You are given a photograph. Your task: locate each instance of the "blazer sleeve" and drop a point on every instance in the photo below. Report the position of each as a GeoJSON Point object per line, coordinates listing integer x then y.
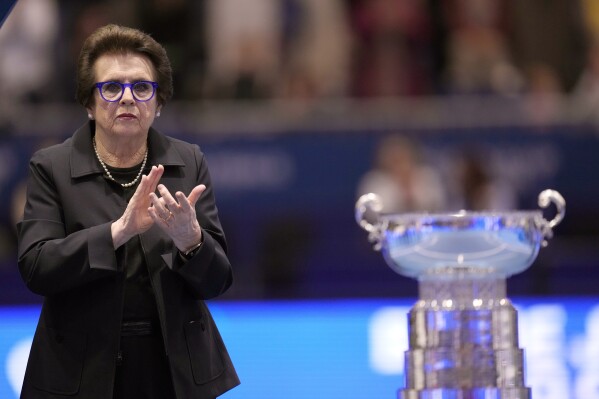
{"type": "Point", "coordinates": [208, 273]}
{"type": "Point", "coordinates": [50, 261]}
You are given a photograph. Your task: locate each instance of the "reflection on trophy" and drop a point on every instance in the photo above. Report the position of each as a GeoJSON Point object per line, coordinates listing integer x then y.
{"type": "Point", "coordinates": [463, 330]}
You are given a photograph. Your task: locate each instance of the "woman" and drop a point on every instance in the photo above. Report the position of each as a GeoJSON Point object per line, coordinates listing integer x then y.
{"type": "Point", "coordinates": [124, 253]}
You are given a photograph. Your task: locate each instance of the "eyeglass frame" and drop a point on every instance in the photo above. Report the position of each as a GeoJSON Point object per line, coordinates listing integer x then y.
{"type": "Point", "coordinates": [123, 87]}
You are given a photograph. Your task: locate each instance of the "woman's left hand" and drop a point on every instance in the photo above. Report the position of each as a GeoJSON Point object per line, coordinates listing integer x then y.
{"type": "Point", "coordinates": [177, 216]}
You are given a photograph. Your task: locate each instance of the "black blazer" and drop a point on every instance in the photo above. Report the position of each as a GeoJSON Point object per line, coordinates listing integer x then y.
{"type": "Point", "coordinates": [66, 254]}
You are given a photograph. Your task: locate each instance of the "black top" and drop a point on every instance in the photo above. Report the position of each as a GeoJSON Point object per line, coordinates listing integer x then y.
{"type": "Point", "coordinates": [139, 302]}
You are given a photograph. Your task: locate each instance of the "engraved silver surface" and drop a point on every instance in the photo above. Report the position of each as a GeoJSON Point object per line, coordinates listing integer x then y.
{"type": "Point", "coordinates": [463, 330]}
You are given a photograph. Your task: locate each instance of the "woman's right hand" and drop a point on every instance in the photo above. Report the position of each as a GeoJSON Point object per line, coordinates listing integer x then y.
{"type": "Point", "coordinates": [136, 219]}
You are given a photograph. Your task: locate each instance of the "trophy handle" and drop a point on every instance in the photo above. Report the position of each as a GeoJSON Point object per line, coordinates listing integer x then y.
{"type": "Point", "coordinates": [546, 197]}
{"type": "Point", "coordinates": [370, 203]}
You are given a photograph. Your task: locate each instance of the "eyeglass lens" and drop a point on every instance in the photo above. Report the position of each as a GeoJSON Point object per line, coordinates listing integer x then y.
{"type": "Point", "coordinates": [113, 91]}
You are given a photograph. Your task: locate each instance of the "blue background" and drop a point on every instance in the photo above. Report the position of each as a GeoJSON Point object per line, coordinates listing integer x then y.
{"type": "Point", "coordinates": [320, 349]}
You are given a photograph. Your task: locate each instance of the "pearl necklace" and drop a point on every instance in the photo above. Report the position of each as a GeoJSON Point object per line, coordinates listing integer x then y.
{"type": "Point", "coordinates": [125, 185]}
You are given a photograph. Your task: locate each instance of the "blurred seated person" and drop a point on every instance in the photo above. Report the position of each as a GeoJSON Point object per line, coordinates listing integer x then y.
{"type": "Point", "coordinates": [403, 181]}
{"type": "Point", "coordinates": [477, 188]}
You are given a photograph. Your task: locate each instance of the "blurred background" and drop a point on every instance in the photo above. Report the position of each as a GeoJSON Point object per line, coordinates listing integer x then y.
{"type": "Point", "coordinates": [303, 105]}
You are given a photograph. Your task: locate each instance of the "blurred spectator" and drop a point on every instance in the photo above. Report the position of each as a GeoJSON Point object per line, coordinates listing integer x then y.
{"type": "Point", "coordinates": [243, 48]}
{"type": "Point", "coordinates": [402, 178]}
{"type": "Point", "coordinates": [549, 33]}
{"type": "Point", "coordinates": [586, 91]}
{"type": "Point", "coordinates": [478, 56]}
{"type": "Point", "coordinates": [178, 25]}
{"type": "Point", "coordinates": [393, 48]}
{"type": "Point", "coordinates": [28, 39]}
{"type": "Point", "coordinates": [316, 49]}
{"type": "Point", "coordinates": [544, 93]}
{"type": "Point", "coordinates": [478, 189]}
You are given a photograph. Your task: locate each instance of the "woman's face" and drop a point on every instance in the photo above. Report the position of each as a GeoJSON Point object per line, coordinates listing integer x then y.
{"type": "Point", "coordinates": [127, 117]}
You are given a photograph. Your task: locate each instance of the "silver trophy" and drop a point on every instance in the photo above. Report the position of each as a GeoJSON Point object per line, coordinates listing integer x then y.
{"type": "Point", "coordinates": [463, 330]}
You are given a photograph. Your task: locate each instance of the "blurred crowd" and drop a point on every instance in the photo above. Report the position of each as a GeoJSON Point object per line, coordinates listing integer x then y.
{"type": "Point", "coordinates": [305, 49]}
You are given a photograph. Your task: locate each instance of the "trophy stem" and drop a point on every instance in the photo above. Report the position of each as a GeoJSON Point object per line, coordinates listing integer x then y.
{"type": "Point", "coordinates": [463, 340]}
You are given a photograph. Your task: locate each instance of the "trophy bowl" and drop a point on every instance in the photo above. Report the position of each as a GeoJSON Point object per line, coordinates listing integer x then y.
{"type": "Point", "coordinates": [421, 244]}
{"type": "Point", "coordinates": [463, 330]}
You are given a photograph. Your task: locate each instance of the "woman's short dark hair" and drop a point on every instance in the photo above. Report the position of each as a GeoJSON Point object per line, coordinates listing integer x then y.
{"type": "Point", "coordinates": [119, 39]}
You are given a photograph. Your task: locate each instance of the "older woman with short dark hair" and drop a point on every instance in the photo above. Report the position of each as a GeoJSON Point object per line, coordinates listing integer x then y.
{"type": "Point", "coordinates": [121, 237]}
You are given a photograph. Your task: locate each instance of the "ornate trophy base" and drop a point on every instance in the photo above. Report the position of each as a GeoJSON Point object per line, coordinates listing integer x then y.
{"type": "Point", "coordinates": [463, 331]}
{"type": "Point", "coordinates": [463, 341]}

===

All of the listing is to be written out exactly, with the pictures left out.

You are given a photograph. Your task: locate each instance of the "blazer sleeve" and drop a point on every instance in the photo below. Report the position of each as a GeoJSON Point object per line, coordinates listing integer x then y.
{"type": "Point", "coordinates": [208, 273]}
{"type": "Point", "coordinates": [50, 261]}
You are given a photograph. Your task: locate each instance of the "reflection on trophy" and drop a point on every instance in the photo above. Report the position of each as a GeoJSON Point object per line, coordinates listing integer x then y.
{"type": "Point", "coordinates": [463, 330]}
You are given a photograph. Your task: locate each instance of the "woman" and drop a point on every instance in the photo above. Report the position of each as a GeoJSON Point object per line, coordinates listing integer x then y.
{"type": "Point", "coordinates": [124, 253]}
You are given a photograph. Your task: locate each instance of the "eyeglass frame" and drop a point on every instance in the photo above. Report the position of each as a GeoJSON Point object per line, coordinates listing integer x then y.
{"type": "Point", "coordinates": [123, 87]}
You are given a photograph. Your task: locate each instance of the "woman's left hand" and drop a point on every instance in the photo above. Report the position of each as a GeoJSON Point object per line, coordinates listing integer x then y.
{"type": "Point", "coordinates": [177, 216]}
You are given a photograph. Your task: locate each instance of the "black blazer" and drop a point on every instance in the photo above. Report the position of each as a GeoJSON Point object per line, coordinates listing integer x then y.
{"type": "Point", "coordinates": [66, 254]}
You are given a photograph. Your task: locate each instance of the "black top" and drop a point on every instance in the photo above. Report the position of each as a GeoJSON Point object per line, coordinates listing integer x then y.
{"type": "Point", "coordinates": [139, 302]}
You are given a photograph. Your task: locate each instance of the "engraved silver surface" and drop a point on every instance in the photo above. Report the position of each as a GeoJSON Point object per line, coordinates listing integer x then y.
{"type": "Point", "coordinates": [463, 330]}
You are given a photograph. Your task: locate each instance of the "woman's right hand" and drop a point on every instance in the photo above. Report the position of each as a GeoJSON Point object per line, coordinates listing integer x then y.
{"type": "Point", "coordinates": [136, 219]}
You are given a photograph. Your task: locate each instance of the "trophy handle" and drop a point on every instance in the photo above. Report the position of each as a GeoJSON Point object per line, coordinates listing integer x then y.
{"type": "Point", "coordinates": [546, 197]}
{"type": "Point", "coordinates": [370, 203]}
You are given a photograph. Your task: locate each instance of the "eyeglass lens" and drop a point on every instance in the photo above. Report the position of each as a GeoJSON Point object per line, coordinates listing integer x then y.
{"type": "Point", "coordinates": [113, 91]}
You are given a photograph. Your task: locate each instance of the "blue background" and drop a point on every instance in the photo above. Report the position of each as a GeoJSON Point object per line, coordinates listing integer x then y.
{"type": "Point", "coordinates": [320, 349]}
You are given a photograph. Your task: locate each instance of the "pearl necklace" and drop a point on every instance in the photo above. Report the position of each as a GeoJSON Point object per line, coordinates listing integer x then y.
{"type": "Point", "coordinates": [125, 185]}
You are given a photograph. Your task: locate each instance of the "blurred seated person" and drop a point on every instance in the photo above. Report the position of each as a GeoJSON Point object per line, coordinates listing integer x then y.
{"type": "Point", "coordinates": [403, 181]}
{"type": "Point", "coordinates": [477, 188]}
You are given a photograph. Your task: locate each instance of the "blurred background" and drop a point on every instance in the photo above. Report the position of each as a GeoJSON Point object per line, coordinates listing integer x then y.
{"type": "Point", "coordinates": [303, 105]}
You are given a photograph. Your task: locate each instance of the "blurred spectator" and drop a point on every instance in the photo above. Report the position of each as a GeoJSON Point object per line, coordinates listing integer x then y.
{"type": "Point", "coordinates": [243, 48]}
{"type": "Point", "coordinates": [402, 178]}
{"type": "Point", "coordinates": [549, 33]}
{"type": "Point", "coordinates": [586, 91]}
{"type": "Point", "coordinates": [478, 56]}
{"type": "Point", "coordinates": [178, 25]}
{"type": "Point", "coordinates": [393, 48]}
{"type": "Point", "coordinates": [28, 39]}
{"type": "Point", "coordinates": [316, 49]}
{"type": "Point", "coordinates": [544, 93]}
{"type": "Point", "coordinates": [478, 189]}
You are given a photograph. Your task: locate each instance of the "woman's face" and drop a point on every instance in the photo above. Report the position of each as a GeoJSON Point object per line, coordinates listing integer x then y.
{"type": "Point", "coordinates": [127, 117]}
You are given a photograph. Your task: locate each instance of the "silver trophy" and drop a point on every instance in the photo above. Report the position of each as a GeoJSON Point object per line, coordinates listing integer x then y.
{"type": "Point", "coordinates": [463, 330]}
You are given a photograph. Your task: locate each instance of the "blurred crowd" and drop a point on every instance in the photo above. Report the position of each as a GeoJSON Point object per line, coordinates listing integer x then y.
{"type": "Point", "coordinates": [305, 49]}
You are given a photograph. Your task: locate each instance of the "trophy stem" and drop a point on every instance in the photo above. Report the position of each as a GeoJSON Point object per line, coordinates listing integer x then y.
{"type": "Point", "coordinates": [463, 340]}
You are given a photograph. Your task: locate each instance of the "trophy bowl" and drop a point on every instance in the photo above. Report the position of each as a GeoJSON Point object per line, coordinates listing integer x then y.
{"type": "Point", "coordinates": [421, 244]}
{"type": "Point", "coordinates": [463, 330]}
You are given a photograph. Your task: locate each instance of the "woman's short dark hair" and drop a point on every instance in the photo above. Report the position of each as a GeoJSON Point object per line, coordinates listing integer x then y.
{"type": "Point", "coordinates": [119, 39]}
You are given a photograph. Your task: locate each instance of the "older woman with short dark hair" and drop a point on every instance in the photo above. Report the position of each as a GeoJSON Point object per line, coordinates listing integer x then y.
{"type": "Point", "coordinates": [121, 237]}
You are given a photograph. Your task: locate each instance of the "ornate trophy base" and drop a point on every instance in the photo above. Report the position of each as a GeoJSON Point object per line, coordinates listing integer x then y.
{"type": "Point", "coordinates": [463, 331]}
{"type": "Point", "coordinates": [463, 341]}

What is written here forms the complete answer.